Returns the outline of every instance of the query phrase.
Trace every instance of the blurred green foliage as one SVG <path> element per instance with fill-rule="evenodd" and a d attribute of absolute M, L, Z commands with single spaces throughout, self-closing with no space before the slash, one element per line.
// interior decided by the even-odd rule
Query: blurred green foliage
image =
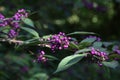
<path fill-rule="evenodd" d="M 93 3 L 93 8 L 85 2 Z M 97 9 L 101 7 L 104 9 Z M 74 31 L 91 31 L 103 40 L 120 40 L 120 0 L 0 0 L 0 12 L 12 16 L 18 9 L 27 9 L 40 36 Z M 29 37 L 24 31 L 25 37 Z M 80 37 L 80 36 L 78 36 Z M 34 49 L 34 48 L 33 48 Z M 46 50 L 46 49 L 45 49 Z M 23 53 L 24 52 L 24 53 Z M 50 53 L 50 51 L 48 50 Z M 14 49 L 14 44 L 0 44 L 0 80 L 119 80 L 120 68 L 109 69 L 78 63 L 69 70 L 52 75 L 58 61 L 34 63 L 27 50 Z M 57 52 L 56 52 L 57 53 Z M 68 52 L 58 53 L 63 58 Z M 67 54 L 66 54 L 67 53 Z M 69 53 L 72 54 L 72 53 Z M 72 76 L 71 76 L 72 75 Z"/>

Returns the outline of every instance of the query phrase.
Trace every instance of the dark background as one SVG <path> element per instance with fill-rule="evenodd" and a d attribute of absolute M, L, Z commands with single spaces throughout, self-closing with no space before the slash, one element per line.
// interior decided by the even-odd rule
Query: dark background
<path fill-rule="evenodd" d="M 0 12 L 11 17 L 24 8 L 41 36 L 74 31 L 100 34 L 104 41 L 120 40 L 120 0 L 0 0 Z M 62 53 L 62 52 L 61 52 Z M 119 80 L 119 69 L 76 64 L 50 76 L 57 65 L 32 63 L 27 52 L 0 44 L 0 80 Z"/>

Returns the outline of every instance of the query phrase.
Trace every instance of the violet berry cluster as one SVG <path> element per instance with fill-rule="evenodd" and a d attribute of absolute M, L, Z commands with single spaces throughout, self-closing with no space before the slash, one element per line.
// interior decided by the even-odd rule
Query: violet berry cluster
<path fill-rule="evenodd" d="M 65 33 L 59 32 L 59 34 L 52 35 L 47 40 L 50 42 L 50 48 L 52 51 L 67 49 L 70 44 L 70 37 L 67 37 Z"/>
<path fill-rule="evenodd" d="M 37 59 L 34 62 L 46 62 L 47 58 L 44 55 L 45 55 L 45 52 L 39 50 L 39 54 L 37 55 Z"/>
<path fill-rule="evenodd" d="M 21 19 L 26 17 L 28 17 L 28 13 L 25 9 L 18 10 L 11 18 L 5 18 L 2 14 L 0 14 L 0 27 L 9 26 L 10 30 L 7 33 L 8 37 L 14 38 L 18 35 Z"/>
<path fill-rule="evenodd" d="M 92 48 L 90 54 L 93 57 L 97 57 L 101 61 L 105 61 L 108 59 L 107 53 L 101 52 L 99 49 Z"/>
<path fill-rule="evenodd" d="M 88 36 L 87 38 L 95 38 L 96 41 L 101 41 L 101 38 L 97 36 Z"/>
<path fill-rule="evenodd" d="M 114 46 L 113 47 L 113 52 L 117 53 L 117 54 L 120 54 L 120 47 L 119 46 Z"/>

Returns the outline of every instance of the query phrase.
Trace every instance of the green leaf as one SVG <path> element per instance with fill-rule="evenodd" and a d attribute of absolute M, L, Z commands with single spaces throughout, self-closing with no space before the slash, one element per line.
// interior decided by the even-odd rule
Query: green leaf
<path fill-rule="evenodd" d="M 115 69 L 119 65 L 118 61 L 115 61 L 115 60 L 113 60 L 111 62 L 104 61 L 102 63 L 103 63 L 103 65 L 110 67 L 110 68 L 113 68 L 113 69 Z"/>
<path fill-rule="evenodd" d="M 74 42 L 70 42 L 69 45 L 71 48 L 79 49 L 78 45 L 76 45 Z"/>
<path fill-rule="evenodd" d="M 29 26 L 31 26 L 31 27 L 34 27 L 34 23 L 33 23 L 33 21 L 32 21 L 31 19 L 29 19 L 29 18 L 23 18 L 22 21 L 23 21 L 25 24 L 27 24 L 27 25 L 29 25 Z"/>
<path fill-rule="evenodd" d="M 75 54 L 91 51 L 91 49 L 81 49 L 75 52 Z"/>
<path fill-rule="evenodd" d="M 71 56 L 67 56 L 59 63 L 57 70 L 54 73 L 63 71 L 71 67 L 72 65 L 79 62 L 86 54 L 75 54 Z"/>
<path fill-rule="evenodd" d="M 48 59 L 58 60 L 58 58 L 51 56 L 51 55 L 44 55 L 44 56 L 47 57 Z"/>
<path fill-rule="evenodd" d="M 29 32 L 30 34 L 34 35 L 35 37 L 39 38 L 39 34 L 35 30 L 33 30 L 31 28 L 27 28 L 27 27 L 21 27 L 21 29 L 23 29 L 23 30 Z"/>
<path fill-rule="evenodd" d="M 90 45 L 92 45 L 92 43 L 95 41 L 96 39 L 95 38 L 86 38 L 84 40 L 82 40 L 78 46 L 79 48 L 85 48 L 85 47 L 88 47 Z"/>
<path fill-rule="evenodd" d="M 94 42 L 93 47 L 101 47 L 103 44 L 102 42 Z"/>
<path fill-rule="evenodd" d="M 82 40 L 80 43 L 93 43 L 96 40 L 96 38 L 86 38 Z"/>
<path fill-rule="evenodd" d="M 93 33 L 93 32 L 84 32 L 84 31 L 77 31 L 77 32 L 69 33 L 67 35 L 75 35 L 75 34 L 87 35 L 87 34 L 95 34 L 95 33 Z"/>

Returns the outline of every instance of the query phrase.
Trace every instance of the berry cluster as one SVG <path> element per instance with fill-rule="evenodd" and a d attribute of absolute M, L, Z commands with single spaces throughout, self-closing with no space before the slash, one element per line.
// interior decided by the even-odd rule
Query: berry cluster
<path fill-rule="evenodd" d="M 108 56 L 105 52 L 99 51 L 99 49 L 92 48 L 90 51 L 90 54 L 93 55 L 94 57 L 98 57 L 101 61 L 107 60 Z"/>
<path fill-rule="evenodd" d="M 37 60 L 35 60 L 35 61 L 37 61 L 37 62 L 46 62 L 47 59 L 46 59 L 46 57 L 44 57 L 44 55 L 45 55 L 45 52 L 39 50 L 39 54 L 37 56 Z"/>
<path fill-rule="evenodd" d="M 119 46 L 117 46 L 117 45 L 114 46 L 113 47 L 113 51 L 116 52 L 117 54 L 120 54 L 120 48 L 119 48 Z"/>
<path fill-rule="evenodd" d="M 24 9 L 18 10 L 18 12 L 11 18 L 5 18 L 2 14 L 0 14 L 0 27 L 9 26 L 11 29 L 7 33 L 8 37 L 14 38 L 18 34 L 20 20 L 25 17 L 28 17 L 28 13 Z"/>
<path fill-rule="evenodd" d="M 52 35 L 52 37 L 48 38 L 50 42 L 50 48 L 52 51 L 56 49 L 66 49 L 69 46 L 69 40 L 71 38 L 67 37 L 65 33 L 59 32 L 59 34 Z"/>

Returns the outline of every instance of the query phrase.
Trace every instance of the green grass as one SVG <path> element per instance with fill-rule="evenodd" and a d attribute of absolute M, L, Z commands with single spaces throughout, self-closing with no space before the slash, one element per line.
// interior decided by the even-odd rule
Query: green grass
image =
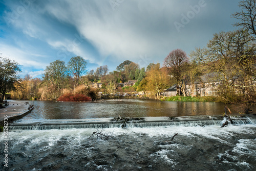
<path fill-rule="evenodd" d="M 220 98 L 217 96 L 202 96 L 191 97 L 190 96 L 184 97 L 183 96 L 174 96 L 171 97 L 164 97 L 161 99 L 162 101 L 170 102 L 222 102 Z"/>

========

** What is required **
Render every line of the listing above as a numbered list, skipping blank lines and leaving out the pictures.

** Exercise answer **
1. Returns the outline of every instance of the query phrase.
2. Trace every instance of the blurred green foliage as one SVG <path> element per instance with fill-rule="evenodd" and a d attribute of absolute M, L, Z commands with single spaces throughout, self-closing with no space before the slash, one element per line.
3. // interior decided by the even-odd rule
4. Query: blurred green foliage
5. image =
6. <path fill-rule="evenodd" d="M 93 3 L 93 8 L 85 2 Z M 97 9 L 101 7 L 104 9 Z M 74 31 L 91 31 L 103 40 L 120 40 L 120 0 L 0 0 L 0 12 L 12 16 L 18 9 L 27 9 L 40 36 Z M 29 37 L 24 31 L 25 37 Z M 80 37 L 80 36 L 78 36 Z M 34 49 L 34 48 L 33 48 Z M 46 50 L 46 49 L 45 49 Z M 23 53 L 24 52 L 24 53 Z M 50 53 L 50 51 L 48 50 Z M 14 49 L 14 44 L 0 44 L 0 80 L 119 80 L 120 68 L 109 69 L 78 63 L 69 70 L 52 75 L 58 61 L 34 63 L 27 50 Z M 57 52 L 56 52 L 57 53 Z M 68 52 L 58 53 L 63 58 Z M 67 54 L 66 54 L 67 53 Z M 69 53 L 72 54 L 72 53 Z M 72 76 L 71 76 L 72 75 Z"/>
7. Returns the outline of every instance of the query phrase.
8. Trace every instance of the dark background as one SVG <path> element per instance with fill-rule="evenodd" and a d attribute of absolute M, L, Z commands with single spaces throughout, self-closing with no space before the slash, one element per line.
9. // interior decided by the even-odd rule
10. Query: dark background
11. <path fill-rule="evenodd" d="M 0 12 L 11 17 L 24 8 L 41 36 L 74 31 L 100 34 L 104 41 L 120 40 L 120 0 L 0 0 Z M 62 53 L 62 52 L 61 52 Z M 119 80 L 119 69 L 76 64 L 50 76 L 57 65 L 32 63 L 27 52 L 0 44 L 0 80 Z"/>
12. Returns the outline of every instance of the query phrase.
13. Trace every instance of the violet berry cluster as one SVG <path> element per instance with fill-rule="evenodd" and a d attribute of absolute M, L, Z commands with single spaces throughout, self-closing with no space before the slash, one element per line.
14. // interior decided by the even-odd rule
15. Query: violet berry cluster
16. <path fill-rule="evenodd" d="M 65 33 L 59 32 L 59 34 L 52 35 L 47 40 L 50 42 L 50 48 L 52 51 L 67 49 L 70 44 L 70 37 L 67 37 Z"/>
17. <path fill-rule="evenodd" d="M 37 59 L 34 62 L 46 62 L 47 58 L 44 55 L 45 55 L 45 52 L 39 50 L 39 54 L 37 55 Z"/>
18. <path fill-rule="evenodd" d="M 21 19 L 26 17 L 28 17 L 28 13 L 25 9 L 18 10 L 11 18 L 5 18 L 2 14 L 0 14 L 0 27 L 9 26 L 10 30 L 7 33 L 8 37 L 14 38 L 18 35 Z"/>
19. <path fill-rule="evenodd" d="M 92 48 L 90 54 L 93 57 L 97 57 L 101 61 L 105 61 L 108 59 L 107 53 L 101 52 L 99 49 Z"/>
20. <path fill-rule="evenodd" d="M 88 36 L 87 38 L 95 38 L 96 41 L 101 41 L 101 38 L 97 36 Z"/>
21. <path fill-rule="evenodd" d="M 114 46 L 113 47 L 113 52 L 117 53 L 117 54 L 120 54 L 120 47 L 119 46 Z"/>
22. Returns the outline of every instance of the query phrase.
23. Trace every instance of the green leaf as one SVG <path> element per instance with fill-rule="evenodd" and a d attribute of absolute M, L, Z commands with single spaces throughout, self-closing with no space before the slash, one element per line.
24. // interior decided by the even-odd rule
25. Query: green leaf
26. <path fill-rule="evenodd" d="M 115 69 L 119 65 L 118 61 L 115 61 L 115 60 L 113 60 L 111 62 L 104 61 L 102 63 L 103 63 L 103 65 L 110 67 L 110 68 L 113 68 L 113 69 Z"/>
27. <path fill-rule="evenodd" d="M 74 42 L 70 42 L 69 45 L 71 48 L 79 49 L 78 45 L 76 45 Z"/>
28. <path fill-rule="evenodd" d="M 29 26 L 31 26 L 31 27 L 34 27 L 34 23 L 33 23 L 33 21 L 32 21 L 31 19 L 29 19 L 29 18 L 23 18 L 22 21 L 23 21 L 25 24 L 27 24 L 27 25 L 29 25 Z"/>
29. <path fill-rule="evenodd" d="M 75 54 L 91 51 L 91 49 L 81 49 L 75 52 Z"/>
30. <path fill-rule="evenodd" d="M 71 56 L 67 56 L 59 63 L 57 70 L 54 73 L 63 71 L 71 67 L 72 65 L 79 62 L 86 54 L 75 54 Z"/>
31. <path fill-rule="evenodd" d="M 48 59 L 58 60 L 58 58 L 51 56 L 51 55 L 44 55 L 44 56 L 47 57 Z"/>
32. <path fill-rule="evenodd" d="M 29 32 L 30 34 L 34 35 L 35 37 L 39 38 L 39 34 L 35 30 L 33 30 L 31 28 L 27 28 L 27 27 L 21 27 L 21 29 L 23 29 L 23 30 Z"/>
33. <path fill-rule="evenodd" d="M 90 45 L 92 45 L 92 43 L 95 41 L 96 39 L 95 38 L 86 38 L 84 40 L 82 40 L 78 46 L 79 48 L 85 48 L 85 47 L 88 47 Z"/>
34. <path fill-rule="evenodd" d="M 94 42 L 93 47 L 101 47 L 103 44 L 102 42 Z"/>
35. <path fill-rule="evenodd" d="M 82 40 L 80 43 L 93 43 L 96 40 L 96 38 L 86 38 Z"/>
36. <path fill-rule="evenodd" d="M 93 33 L 93 32 L 84 32 L 84 31 L 77 31 L 77 32 L 69 33 L 67 35 L 75 35 L 75 34 L 87 35 L 87 34 L 95 34 L 95 33 Z"/>
37. Returns the outline of every instance of the query phrase.
38. Trace every instance of the berry cluster as one SVG <path> element per instance with fill-rule="evenodd" and a d attribute of absolute M, L, Z commands with single spaces throughout, self-closing with no space before the slash, one element per line.
39. // interior decided by the even-odd rule
40. Query: berry cluster
41. <path fill-rule="evenodd" d="M 108 56 L 105 52 L 99 51 L 99 49 L 92 48 L 90 51 L 90 54 L 93 55 L 94 57 L 98 57 L 101 61 L 107 60 Z"/>
42. <path fill-rule="evenodd" d="M 37 60 L 35 60 L 35 61 L 37 61 L 37 62 L 46 62 L 47 59 L 46 59 L 46 57 L 44 57 L 44 55 L 45 55 L 45 52 L 39 50 L 39 54 L 37 56 Z"/>
43. <path fill-rule="evenodd" d="M 119 46 L 117 46 L 117 45 L 114 46 L 113 47 L 113 51 L 116 52 L 117 54 L 120 54 L 120 48 L 119 48 Z"/>
44. <path fill-rule="evenodd" d="M 24 9 L 18 10 L 18 12 L 11 18 L 5 18 L 2 14 L 0 14 L 0 27 L 9 26 L 11 29 L 7 33 L 8 37 L 14 38 L 18 34 L 20 20 L 25 17 L 28 17 L 28 13 Z"/>
45. <path fill-rule="evenodd" d="M 52 35 L 52 37 L 48 38 L 50 42 L 50 48 L 52 51 L 56 49 L 66 49 L 69 46 L 69 40 L 71 38 L 67 37 L 65 33 L 59 32 L 59 34 Z"/>
46. Returns the outline of every instance of the query phrase.
47. Trace every instance of the green grass as one SVG <path> element per instance with fill-rule="evenodd" and a d attribute of absolute M, L, Z commands with single spaces throughout, self-closing with no space before the slash, one element per line.
48. // interior decided by the even-odd rule
49. Query: green grass
50. image =
51. <path fill-rule="evenodd" d="M 220 98 L 217 96 L 202 96 L 191 97 L 190 96 L 184 97 L 183 96 L 174 96 L 171 97 L 164 97 L 161 99 L 162 101 L 170 102 L 222 102 Z"/>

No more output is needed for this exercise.